*** Text excerpt ***

Well we have almost completed three months in France. As you know we landed on the first of June. We got up to our positions in the firing line on the 7th, did our little bit until the big engagement of July first which will certainly be a memorable Dominion Day for us, for that was the first big straffe we were in. On July 4th, we left that position and came up along the line to the present one. Here for three weeks it was pretty hot and on the 12th of July we had our first casualty just at noon. This was the day Lantz was killed and Burke and Tougere [?] wounded. From the 12th through the 23rd, eleven days, we had nine casualties, Mr. Hooper being the last. Out of these nine only one, Albert
Duvetz [?], was a telephonist. He got a very slight shrapnel wound on the shoulder. So you will see that telephonists have been pretty lucky.

Taking it all though we have been a lucky battery. With many O.C.'s, guns are given the first place, ammunition next and men last. Not so Maj. Prowse. His policy is men first and then guns and ammunition and our orders are that it is better to do half an hour undercover and be safe then to go out and run the chance of getting a wound that will mean months in hospital.

*** Dataset ***

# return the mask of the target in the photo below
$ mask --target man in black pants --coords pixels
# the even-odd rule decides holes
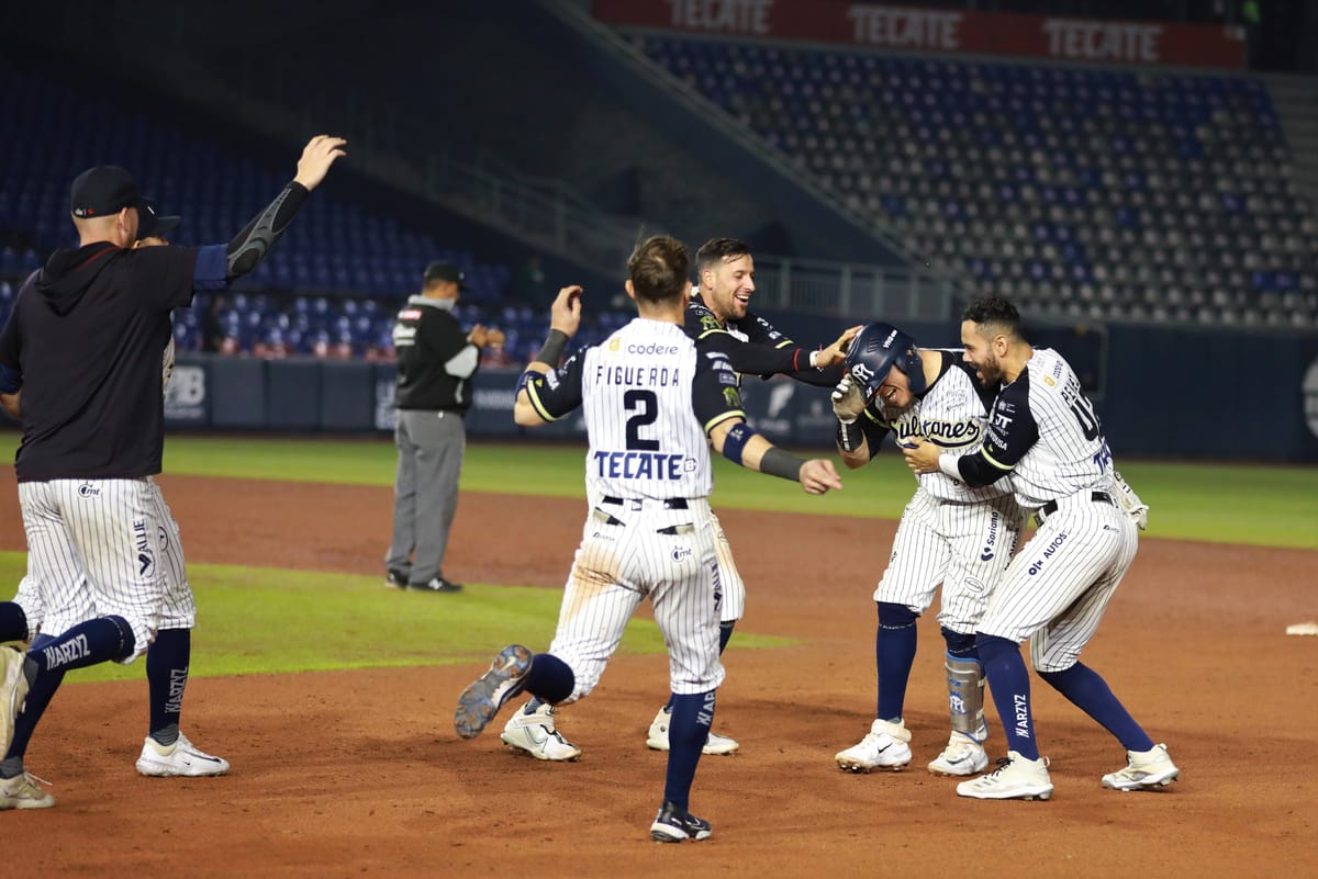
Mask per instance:
[[[385,583],[398,590],[460,592],[444,578],[448,529],[457,512],[457,478],[467,451],[463,417],[472,405],[472,376],[486,345],[503,333],[477,324],[463,333],[453,305],[463,272],[447,262],[426,268],[422,291],[409,297],[394,325],[398,386],[398,478],[394,533],[385,555]]]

***

» Problem set:
1 > Summarize the wartime letter from France in two sentences.
2 > Carry the wartime letter from France forward, picking up after its final sentence.

» Answers below:
1 > The writer's battery landed in France on June 1, went through its first big engagement on July 1, and then moved to a position where it had nine casualties between July 12 and 23, only one of them a telephonist with a slight shrapnel wound. The writer calls it a lucky battery under Maj. Prowse, who puts men before guns and ammunition and orders them to stay under cover rather than risk being wounded.

2 >
Our Sergeant Major, Leightizer [?], who came over with us, got a commission and stayed in Horsham in charge off the reserve, Sgt McKay becoming Sgt. Major in his place. After Mr. Hooper was hit the major sent for him and he arrived last week. I think Mr. Hooper is expected back before very long also. We also got a bunch of the surplus over from Horsham to take place of those in hospital. There were however no telephonists among them. One of them, Ellis, an R.C.G.A. fellow from Quebec, received a commission into the R.F.C four days after coming over to France and has gone back again to take of course.

Think I must close now and drop a line [?]. Will write again in a few days.